▶ Excerpt provided:
The Other Vested Interest

In the week since I started this blog, I’ve already opined, not once but twice, on what the real substance of the health care debate should be. Still, after reading Atul Gawande’s New Yorker article on ballooning health care costs (I know I’m a bit late to the party, here) and Robert Pear’s New York Times article about Medicare’s new payment plan, I felt the need to pile on once again.

Gawande’s piece tells the first part of the story – health care costs and health care quality are not aligned:

Americans like to believe that, with most things, more is better. But research suggests that where medicine is concerned it may actually be worse. For example, Rochester, Minnesota, where the Mayo Clinic dominates the scene, has fantastically high levels of technological capability and quality, but its Medicare spending is in the lowest fifteen per cent of the country—$6,688 per enrollee in 2006, which is eight thousand dollars less than the figure for McAllen. Two economists working at Dartmouth, Katherine Baicker and Amitabh Chandra, found that the more money Medicare spent per person in a given state the lower that state’s quality ranking tended to be. In fact, the four states with the highest levels of spending—Louisiana, Texas, California, and Florida—were near the bottom of the national rankings on the quality of patient care.

Yes, you read that right. The more money spent per person the worse the quality of care tends to be.

▶ Exercise 1: Which states does the post on health care costs name as the four with the highest levels of Medicare spending?
▶ Exercise 2: Extend the post on health care costs with a few more paragraphs, picking up right after its final sentence.
The listing has nothing to do with any of this.

▶ Supplied records:

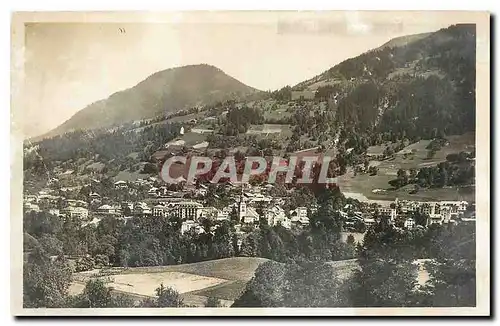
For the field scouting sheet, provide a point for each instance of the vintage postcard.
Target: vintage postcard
(250, 163)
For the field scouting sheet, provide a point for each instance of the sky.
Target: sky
(73, 61)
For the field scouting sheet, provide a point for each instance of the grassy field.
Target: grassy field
(346, 268)
(224, 279)
(377, 187)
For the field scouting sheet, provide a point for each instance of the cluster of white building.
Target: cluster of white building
(437, 212)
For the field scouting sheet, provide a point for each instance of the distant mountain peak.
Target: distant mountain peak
(166, 91)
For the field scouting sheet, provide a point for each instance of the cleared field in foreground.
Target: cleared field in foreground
(224, 279)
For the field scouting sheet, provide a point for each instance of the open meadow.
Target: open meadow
(414, 156)
(224, 279)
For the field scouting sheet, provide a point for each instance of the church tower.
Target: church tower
(242, 204)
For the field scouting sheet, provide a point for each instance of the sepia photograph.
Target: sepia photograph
(250, 163)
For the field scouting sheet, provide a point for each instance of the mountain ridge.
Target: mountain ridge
(163, 92)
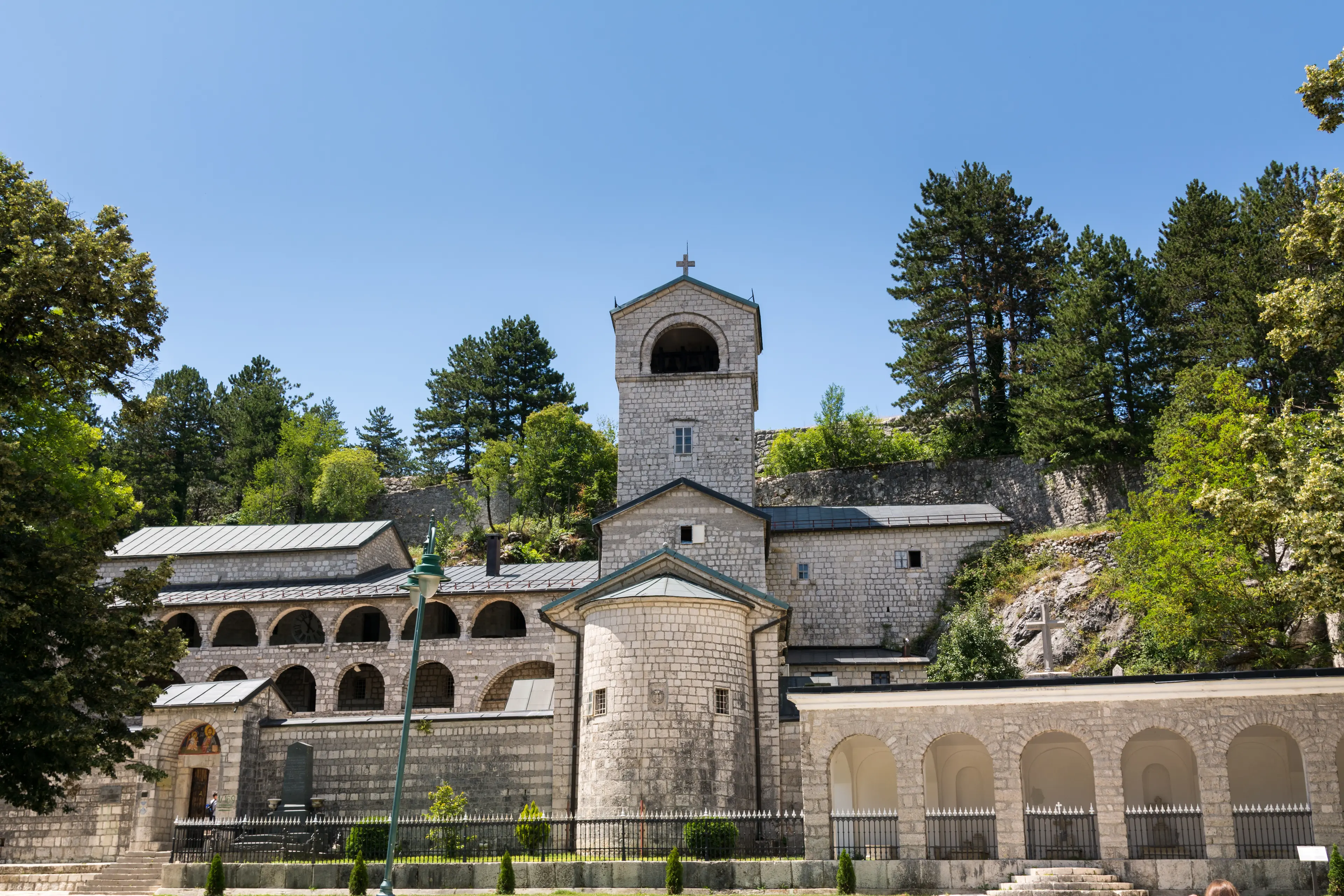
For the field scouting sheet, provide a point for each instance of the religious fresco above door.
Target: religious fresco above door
(201, 741)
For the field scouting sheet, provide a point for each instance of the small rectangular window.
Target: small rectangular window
(685, 440)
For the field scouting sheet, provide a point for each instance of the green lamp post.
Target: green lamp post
(424, 580)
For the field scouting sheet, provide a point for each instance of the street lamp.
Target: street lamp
(424, 580)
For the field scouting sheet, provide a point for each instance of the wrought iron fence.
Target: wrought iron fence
(865, 835)
(1061, 832)
(470, 839)
(961, 833)
(1272, 832)
(1166, 832)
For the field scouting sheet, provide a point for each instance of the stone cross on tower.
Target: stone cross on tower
(1045, 626)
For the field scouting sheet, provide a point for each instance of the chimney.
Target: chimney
(492, 554)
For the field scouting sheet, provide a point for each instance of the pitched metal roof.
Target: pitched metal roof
(387, 583)
(162, 540)
(802, 519)
(211, 694)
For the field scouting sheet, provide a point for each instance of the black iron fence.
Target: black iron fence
(1061, 833)
(961, 833)
(865, 835)
(1166, 832)
(468, 839)
(1272, 832)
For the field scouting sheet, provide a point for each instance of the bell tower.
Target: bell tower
(686, 367)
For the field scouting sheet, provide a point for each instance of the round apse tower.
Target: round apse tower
(667, 710)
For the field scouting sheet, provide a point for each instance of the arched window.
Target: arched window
(361, 688)
(440, 622)
(363, 624)
(298, 626)
(186, 624)
(298, 687)
(500, 620)
(685, 350)
(433, 687)
(496, 695)
(236, 630)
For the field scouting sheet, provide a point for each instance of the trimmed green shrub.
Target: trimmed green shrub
(359, 878)
(710, 838)
(368, 840)
(674, 872)
(216, 878)
(845, 874)
(533, 830)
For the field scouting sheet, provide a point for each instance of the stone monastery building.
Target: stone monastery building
(656, 676)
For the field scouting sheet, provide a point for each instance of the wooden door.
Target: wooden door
(200, 793)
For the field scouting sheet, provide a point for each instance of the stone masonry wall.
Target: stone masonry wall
(1034, 499)
(734, 540)
(502, 762)
(855, 596)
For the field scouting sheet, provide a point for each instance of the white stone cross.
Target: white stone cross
(1045, 626)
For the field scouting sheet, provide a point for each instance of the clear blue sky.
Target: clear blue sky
(350, 190)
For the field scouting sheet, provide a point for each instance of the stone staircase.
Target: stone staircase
(1065, 882)
(51, 876)
(134, 872)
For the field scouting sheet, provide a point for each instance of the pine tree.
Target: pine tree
(1092, 389)
(979, 265)
(359, 876)
(216, 878)
(845, 874)
(674, 875)
(504, 884)
(387, 444)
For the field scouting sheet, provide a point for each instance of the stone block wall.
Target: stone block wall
(734, 540)
(1026, 492)
(855, 596)
(500, 761)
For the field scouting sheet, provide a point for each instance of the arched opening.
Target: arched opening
(863, 798)
(236, 630)
(685, 350)
(298, 626)
(1162, 797)
(363, 624)
(361, 688)
(1059, 794)
(440, 622)
(496, 695)
(433, 687)
(960, 798)
(1268, 782)
(500, 620)
(298, 687)
(186, 624)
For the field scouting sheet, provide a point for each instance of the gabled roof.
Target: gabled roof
(803, 519)
(686, 279)
(668, 561)
(162, 540)
(747, 508)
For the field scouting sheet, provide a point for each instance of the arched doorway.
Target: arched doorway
(1162, 797)
(1268, 782)
(960, 800)
(1059, 796)
(863, 798)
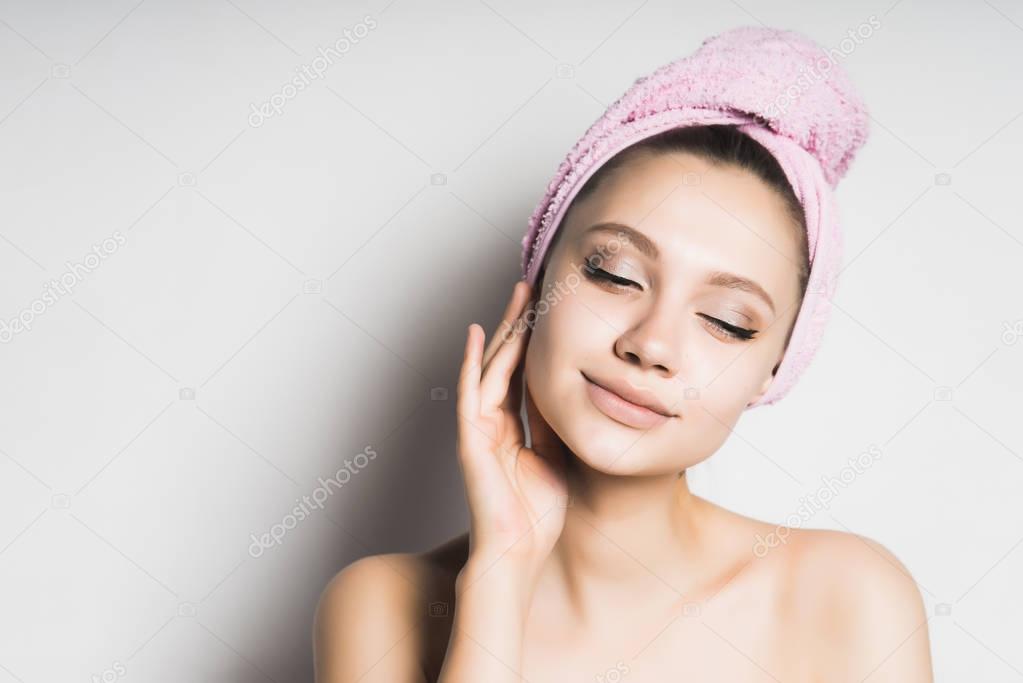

▶ Expected output 1: Louisiana, Texas, California, and Florida

▶ Expected output 2:
To be clear, this relationship is not causal – that is, when doctors spend less care does not magically improve. But it turns out that hospitals that focus on doctor accountability, cross-functional collaboration and patient health, as opposed to profits, provide better care for less.

Of course, because every economic incentive opposes their existence, bastions of well-managed care like the Mayo Clinic are surprisingly difficult to create.

Though perhaps the ACA will make it a bit easier. As Pear reports:

The administration plans to establish “Medicare spending per beneficiary” as a new measure of hospital performance, just like the mortality rate for heart attack patients and the infection rate for surgery patients.

Hospitals could be held accountable not only for the cost of the care they provide, but also for the cost of services performed by doctors and other health care providers in the 90 days after a Medicare patient leaves the hospital.

This plan has drawn fire from hospitals, which say they have little control over services provided after a patient’s discharge — and, in many cases, do not even know about them. More generally, they are apprehensive about Medicare’s plans to reward and penalize hospitals based on untested measures of efficiency that include spending per beneficiary.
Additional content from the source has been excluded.